▶ **Work item A**
According to the client rapport text, what rule about first impressions has the reader probably heard of?
▶ **Work item B**
Reproduce the part of the client rapport text between "Communication skills and" and "you Specsavers Pre-reg’s!).", inclusive, word for word.
▶ **Work item C**
List everything the client rapport text names as things you may be stressing over while seeing patients.

▶ **Supplied text**
· · · · ·

Communication skills and building client rapport in your optometrist job is one of those topics that as an optometry student you don’t take too seriously and over look, or at least I did! After all, most of it seems like common sense, but it’s quite easy to forget how you come across to patients when you’re stressing over your next visit, all those referrals that need writing and how late you’re running with the clinic!
Over the past few months in my Pre-reg job, I have realized how much these ‘people skills’ matter in the career, and how adapting the way you communicate with patients reflects on advice/recommendations followed and customer feedback (Maze mentions for all you Specsavers Pre-reg’s!).
Below I have listed 5 steps, what I believe are the main factors when building client rapport in your optical job and setting a good and lasting impression:
- First impressions happen outside your testing room
You must have heard the ‘7 second rule’ on setting a first impression. A good confident introduction is the first chance at winning over your patient so this is key (unless you do your own pre-screen in which case you get a lot longer!) This short period of time also gives you a first impression of your patient so that you can start tailoring how you conduct the test to your patient type. Body language and appearances also help you make that impression - if you went to see a health care professional, wouldn’t you expect them to look the part?

· · · · ·

▶ **Information provided**
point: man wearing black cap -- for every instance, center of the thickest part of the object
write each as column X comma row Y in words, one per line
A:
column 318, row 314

· · · · ·

▶ **Answer section A**
The ‘7 second rule’

▶ **Answer section B**
Communication skills and building client rapport in your optometrist job is one of those topics that as an optometry student you don’t take too seriously and over look, or at least I did! After all, most of it seems like common sense, but it’s quite easy to forget how you come across to patients when you’re stressing over your next visit, all those referrals that need writing and how late you’re running with the clinic!
Over the past few months in my Pre-reg job, I have realized how much these ‘people skills’ matter in the career, and how adapting the way you communicate with patients reflects on advice/recommendations followed and customer feedback (Maze mentions for all you Specsavers Pre-reg’s!).

▶ **Answer section C**
- your next visit
- all those referrals that need writing
- how late you’re running with the clinic